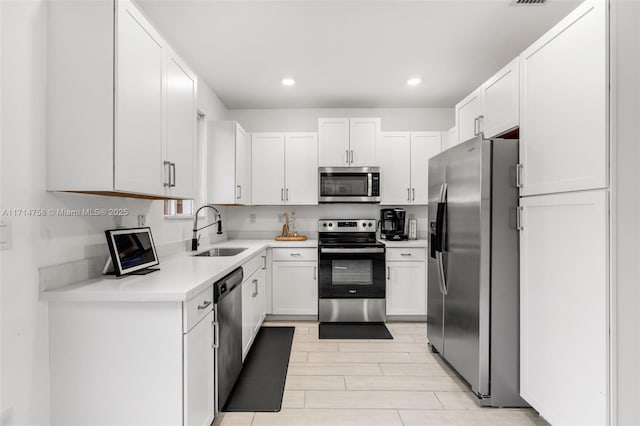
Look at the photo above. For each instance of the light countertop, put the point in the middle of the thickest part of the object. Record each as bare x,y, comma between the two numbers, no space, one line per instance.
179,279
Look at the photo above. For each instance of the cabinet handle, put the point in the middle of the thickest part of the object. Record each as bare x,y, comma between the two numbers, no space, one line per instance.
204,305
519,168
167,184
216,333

● ● ● ●

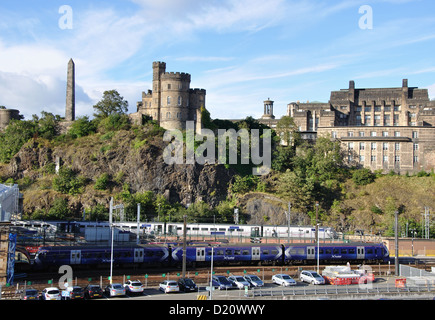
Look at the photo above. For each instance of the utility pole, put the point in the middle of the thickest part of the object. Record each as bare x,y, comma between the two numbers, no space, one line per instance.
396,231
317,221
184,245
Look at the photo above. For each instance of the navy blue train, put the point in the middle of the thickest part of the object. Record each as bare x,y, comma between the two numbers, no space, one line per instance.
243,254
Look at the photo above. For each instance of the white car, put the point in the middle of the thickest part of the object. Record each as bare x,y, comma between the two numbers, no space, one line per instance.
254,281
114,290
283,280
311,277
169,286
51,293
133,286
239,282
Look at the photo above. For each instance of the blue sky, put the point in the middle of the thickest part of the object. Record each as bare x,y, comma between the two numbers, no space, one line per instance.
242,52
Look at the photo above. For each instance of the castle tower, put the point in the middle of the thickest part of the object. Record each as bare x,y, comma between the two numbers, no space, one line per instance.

● ● ● ●

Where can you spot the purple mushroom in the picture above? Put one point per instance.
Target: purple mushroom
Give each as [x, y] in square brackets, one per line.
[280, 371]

● ● ● ●

# [What you should do]
Please swap "middle" for "center" in the records, covering the stretch from the line containing "Look at the photo above. For each instance of the blue" through the line containing "Look at the photo above. For each instance of the castle". Return only those lines, with everything else left as it is.

# [Written solution]
Look at the photo above. For each instance of the blue sky, put the point in the center of the thickest part of the object. Record each as bare x,y, comma between the two numbers, no space, one line per instance.
242,52
Look at the photo above. For each instance of the castle tower, put the point in the center of the thickest part of the object. Record each as bare x,y, comma between the two numbers, no space, one line per instance.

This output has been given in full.